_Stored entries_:
========

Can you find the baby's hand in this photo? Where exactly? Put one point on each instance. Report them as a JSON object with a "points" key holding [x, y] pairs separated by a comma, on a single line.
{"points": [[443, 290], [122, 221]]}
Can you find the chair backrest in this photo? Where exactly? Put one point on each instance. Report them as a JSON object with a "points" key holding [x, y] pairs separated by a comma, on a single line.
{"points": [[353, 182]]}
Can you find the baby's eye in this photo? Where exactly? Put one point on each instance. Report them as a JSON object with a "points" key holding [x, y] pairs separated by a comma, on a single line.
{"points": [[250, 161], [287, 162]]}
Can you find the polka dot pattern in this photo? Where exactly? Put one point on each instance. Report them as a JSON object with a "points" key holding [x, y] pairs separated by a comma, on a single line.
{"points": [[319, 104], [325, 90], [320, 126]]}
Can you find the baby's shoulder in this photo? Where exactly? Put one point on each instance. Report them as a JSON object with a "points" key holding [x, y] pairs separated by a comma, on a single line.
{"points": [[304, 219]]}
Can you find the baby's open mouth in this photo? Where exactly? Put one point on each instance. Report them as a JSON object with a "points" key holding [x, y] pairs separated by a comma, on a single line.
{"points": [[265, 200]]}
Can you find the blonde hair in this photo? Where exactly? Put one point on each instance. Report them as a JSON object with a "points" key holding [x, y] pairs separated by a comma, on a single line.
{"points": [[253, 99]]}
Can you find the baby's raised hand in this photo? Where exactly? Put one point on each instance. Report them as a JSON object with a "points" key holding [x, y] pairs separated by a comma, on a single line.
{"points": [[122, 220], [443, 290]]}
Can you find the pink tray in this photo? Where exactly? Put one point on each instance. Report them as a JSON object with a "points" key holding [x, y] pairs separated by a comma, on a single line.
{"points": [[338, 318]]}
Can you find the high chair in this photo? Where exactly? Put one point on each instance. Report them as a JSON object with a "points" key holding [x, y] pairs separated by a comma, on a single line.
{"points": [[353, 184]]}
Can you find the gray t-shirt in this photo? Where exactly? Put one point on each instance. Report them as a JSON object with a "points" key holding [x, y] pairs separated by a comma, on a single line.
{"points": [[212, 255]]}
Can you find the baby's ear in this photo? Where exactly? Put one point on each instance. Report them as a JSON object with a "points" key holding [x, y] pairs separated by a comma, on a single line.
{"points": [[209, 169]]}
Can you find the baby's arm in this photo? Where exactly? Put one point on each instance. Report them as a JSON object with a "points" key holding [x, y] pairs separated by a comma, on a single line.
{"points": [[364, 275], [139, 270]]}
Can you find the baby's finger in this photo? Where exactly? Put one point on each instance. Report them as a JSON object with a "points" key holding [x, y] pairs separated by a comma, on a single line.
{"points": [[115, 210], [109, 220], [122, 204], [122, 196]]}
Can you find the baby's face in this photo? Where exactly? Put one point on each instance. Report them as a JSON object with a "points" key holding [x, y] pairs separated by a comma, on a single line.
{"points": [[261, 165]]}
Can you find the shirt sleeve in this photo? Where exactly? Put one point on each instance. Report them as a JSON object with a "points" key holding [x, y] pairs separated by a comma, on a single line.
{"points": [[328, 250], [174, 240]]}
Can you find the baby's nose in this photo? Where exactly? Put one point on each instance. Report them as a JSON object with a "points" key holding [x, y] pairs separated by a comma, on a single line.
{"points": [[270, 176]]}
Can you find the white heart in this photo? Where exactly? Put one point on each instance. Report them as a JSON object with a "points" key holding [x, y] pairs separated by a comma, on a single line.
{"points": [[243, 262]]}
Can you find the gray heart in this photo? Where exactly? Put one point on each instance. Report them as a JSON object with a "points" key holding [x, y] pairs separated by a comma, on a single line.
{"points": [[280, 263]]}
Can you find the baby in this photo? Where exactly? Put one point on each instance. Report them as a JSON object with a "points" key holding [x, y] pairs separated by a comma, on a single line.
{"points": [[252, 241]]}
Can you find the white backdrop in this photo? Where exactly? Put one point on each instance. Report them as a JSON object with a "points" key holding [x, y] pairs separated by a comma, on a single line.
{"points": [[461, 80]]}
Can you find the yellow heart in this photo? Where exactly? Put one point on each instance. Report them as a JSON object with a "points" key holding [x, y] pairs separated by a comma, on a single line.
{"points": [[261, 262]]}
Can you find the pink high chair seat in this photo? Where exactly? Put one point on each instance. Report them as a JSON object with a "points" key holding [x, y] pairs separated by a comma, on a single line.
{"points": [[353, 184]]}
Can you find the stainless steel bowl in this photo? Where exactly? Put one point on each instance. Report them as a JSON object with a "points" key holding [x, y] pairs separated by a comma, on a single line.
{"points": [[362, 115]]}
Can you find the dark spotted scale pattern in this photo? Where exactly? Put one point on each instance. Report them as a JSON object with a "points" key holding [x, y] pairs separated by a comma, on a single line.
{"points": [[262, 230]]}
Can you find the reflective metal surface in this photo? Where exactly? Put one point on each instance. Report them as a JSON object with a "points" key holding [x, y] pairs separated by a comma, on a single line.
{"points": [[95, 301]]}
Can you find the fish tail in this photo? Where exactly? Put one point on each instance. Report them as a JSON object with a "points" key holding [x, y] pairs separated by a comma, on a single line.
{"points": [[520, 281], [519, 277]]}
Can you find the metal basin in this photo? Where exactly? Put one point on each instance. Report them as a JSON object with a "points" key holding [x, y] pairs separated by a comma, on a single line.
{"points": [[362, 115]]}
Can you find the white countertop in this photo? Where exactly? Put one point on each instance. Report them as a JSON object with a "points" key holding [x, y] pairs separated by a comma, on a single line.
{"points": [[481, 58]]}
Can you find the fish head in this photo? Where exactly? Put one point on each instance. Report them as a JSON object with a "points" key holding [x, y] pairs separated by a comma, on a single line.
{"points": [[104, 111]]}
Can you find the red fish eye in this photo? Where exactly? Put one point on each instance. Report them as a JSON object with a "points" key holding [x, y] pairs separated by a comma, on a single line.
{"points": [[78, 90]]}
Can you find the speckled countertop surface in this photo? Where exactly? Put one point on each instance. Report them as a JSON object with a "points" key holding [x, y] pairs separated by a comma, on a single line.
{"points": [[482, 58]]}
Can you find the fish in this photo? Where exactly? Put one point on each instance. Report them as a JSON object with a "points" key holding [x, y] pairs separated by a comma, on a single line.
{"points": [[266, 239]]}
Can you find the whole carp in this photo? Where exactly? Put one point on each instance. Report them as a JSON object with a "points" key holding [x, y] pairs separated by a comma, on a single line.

========

Copy every record exactly as presented.

_TASK RESULT_:
Can you find the baby's hand in this photo? Where exactly? Put one point on each instance. Report them as a JSON object with a "points" key holding [x, y] pairs separated by a comma, on a single line.
{"points": [[443, 290], [122, 221]]}
Can you find the chair backrest in this photo? Where exactly? Put one point on each instance. Report them as a JSON object with a "points" key holding [x, y] pairs separated by a comma, on a single line.
{"points": [[353, 182]]}
Can you find the baby's eye in this photo? Where exactly? Put one point on each instance. Report them as a JSON object with a "points" key holding [x, y] pairs separated by a comma, on a single line.
{"points": [[250, 161], [287, 162]]}
Can you find the polka dot pattern in this photo? Where exactly? Put one point on each instance. Report them as a JSON object with a "points" key holding [x, y] pairs separated by a comma, on a single line.
{"points": [[319, 104], [325, 90], [320, 126]]}
Can you find the baby's shoulder in this photo? Where exactly? Put one point on each instance. Report them as a JSON object with a "points" key holding [x, y] pairs separated by a comma, on a single line.
{"points": [[304, 219]]}
Can you find the baby's open mouth in this photo? Where exactly? Put one point on each instance. Report them as a JSON object with a "points" key holding [x, y] pairs separated by a comma, on a single line.
{"points": [[265, 200]]}
Can you find the blonde hair in this photo? Where exactly? Put one point on each instance. Report them as a JSON object with a "points" key holding [x, y] pairs separated by a comma, on a single line.
{"points": [[253, 99]]}
Can you find the baby's raised hand in this photo? Where exactly? Put one point on each instance. Report them as a JSON object with a "points" key holding [x, y] pairs separated by a comma, on a single line.
{"points": [[122, 220], [443, 290]]}
Can you find the pink tray in this photo? Where exactly? Put one point on each instance. Report them as a JSON object with a "points" key holding [x, y] pairs separated by a comma, on a single line.
{"points": [[338, 318]]}
Can you find the high chair in this photo? Where exactly? Put one point on each instance. Report them as a JSON object with a "points" key holding [x, y] pairs separated by a comma, on a single line.
{"points": [[353, 184]]}
Can you find the gray t-shirt in this photo? Where exactly? Put one point on each instance. Report them as a JSON object with a "points" key holding [x, y] pairs separated by a comma, on a single line.
{"points": [[212, 255]]}
Can you find the baby's ear in this photo? Where exactly? Put one point on each instance. Report them as a JSON object with a "points" key holding [x, y] pairs separated by a comma, on a single line.
{"points": [[209, 169]]}
Can you find the baby's arm in this photo? Where exactly? Put one point on each instance. Report them as a JSON object with a "points" key holding [x, y] pairs separated by a comma, on a single line.
{"points": [[364, 275], [139, 270]]}
Can you find the baby's finger in this photo? Where exactly? Put one point on each instance. Report them as a JSON object with a "points" key holding [x, y] pairs separated by a comma, on a single line.
{"points": [[115, 210], [109, 220], [122, 204], [122, 196]]}
Can you find the baby's face in this photo? Where exactly? Put one point on each instance. Report them as a JSON object with a "points" key holding [x, y] pairs separated by a comma, on a single line.
{"points": [[261, 165]]}
Can you find the shirt sleeve in this photo? Where exactly? Put one point on each instance. Report them as a JSON object with a "points" key holding [x, y] pairs separated by a comma, on a single line.
{"points": [[328, 250], [174, 240]]}
Can you find the baby's nose in this photo? Where exactly? Put one point on each instance. Report them as a JSON object with a "points" key holding [x, y] pairs separated by a comma, on a single line.
{"points": [[270, 176]]}
Can you find the white heart in this photo? Where exactly? Put one point on each instance. Report them as a JSON object with a "points" key holding [x, y] pairs separated by a comma, on a single line.
{"points": [[243, 262]]}
Can you find the gray heart in this photo? Where exactly? Put one point on each instance. Report them as a JSON object with a "points" key holding [x, y] pairs separated by a comma, on a single line.
{"points": [[280, 263]]}
Can you find the baby in this photo? Where exactly? Put one point on each instance. Report them as a JSON object with a "points" key holding [x, y] pairs separated by a comma, on a single line.
{"points": [[252, 241]]}
Can you find the white backdrop in this photo? Where exactly? Put one point on each instance. Report them as a JSON object with a "points" key holding [x, y] pairs separated by a comma, on a single line.
{"points": [[461, 80]]}
Can you find the yellow heart in this photo? Where exactly? Put one point on each instance. Report them as a JSON object with a "points" key holding [x, y] pairs separated by a comma, on a single line.
{"points": [[261, 262]]}
Can you find the pink high chair seat in this photo? Where exactly? Put one point on each instance. Report them as a JSON object with a "points" key holding [x, y] pairs separated by a comma, on a single line.
{"points": [[353, 184]]}
Can you find the stainless steel bowl in this photo? Where exactly? Put one point on each instance. Report them as a JSON object with a "points" key holding [x, y] pairs separated by a comma, on a single line.
{"points": [[362, 115]]}
Can you find the dark spotted scale pattern in this photo? Where exactly? Put one point on each instance. Report them as a JSON object with a "points" key holding [x, y] pairs separated by a comma, on a single line.
{"points": [[262, 230]]}
Can you find the reflective metal surface in this photo? Where exactly? Put one point on each instance. Report them as a JSON object with a "points" key holding [x, y] pairs separated by a comma, on a single line.
{"points": [[95, 301]]}
Can you find the fish tail in this photo? Where exactly? Put one point on each instance. Report them as a JSON object with a "points" key holding [x, y] pairs separated by a comma, on a single line.
{"points": [[520, 281], [519, 277]]}
Can you find the metal basin in this photo? Where exactly? Put one point on each instance. Report them as a JSON object with a "points" key holding [x, y] pairs separated by a comma, on a single line.
{"points": [[362, 115]]}
Can you find the white countertop in this photo? Where exactly? Put one point on each instance. Report them as a JSON object with a "points" key holding [x, y] pairs separated by a comma, on a single line.
{"points": [[481, 58]]}
Can you find the fish head in this photo? Where exactly? Put one point on each instance. Report them as a JSON object with a "points" key holding [x, y] pairs separated by a comma, on a single line.
{"points": [[104, 111]]}
Can you find the red fish eye in this photo? Where exactly? Put one point on each instance. Report them as a JSON object with a "points" key holding [x, y] pairs separated by a comma, on a single line.
{"points": [[78, 90]]}
Can you find the speckled countertop surface in this photo? Where exactly? Put one point on each instance. Report them as a JSON object with a "points" key holding [x, y] pairs separated by a comma, on a single line.
{"points": [[482, 58]]}
Can you find the fish in this photo? Where exactly? Put one point on each instance. Report them as a JSON object with a "points" key holding [x, y] pairs separated by a comma, on a single line.
{"points": [[266, 239]]}
Can you find the whole carp in this photo? Where exactly? Put one point on each instance. Report them as a JSON object with a "points" key holding [x, y] pairs separated by a comma, on a single line.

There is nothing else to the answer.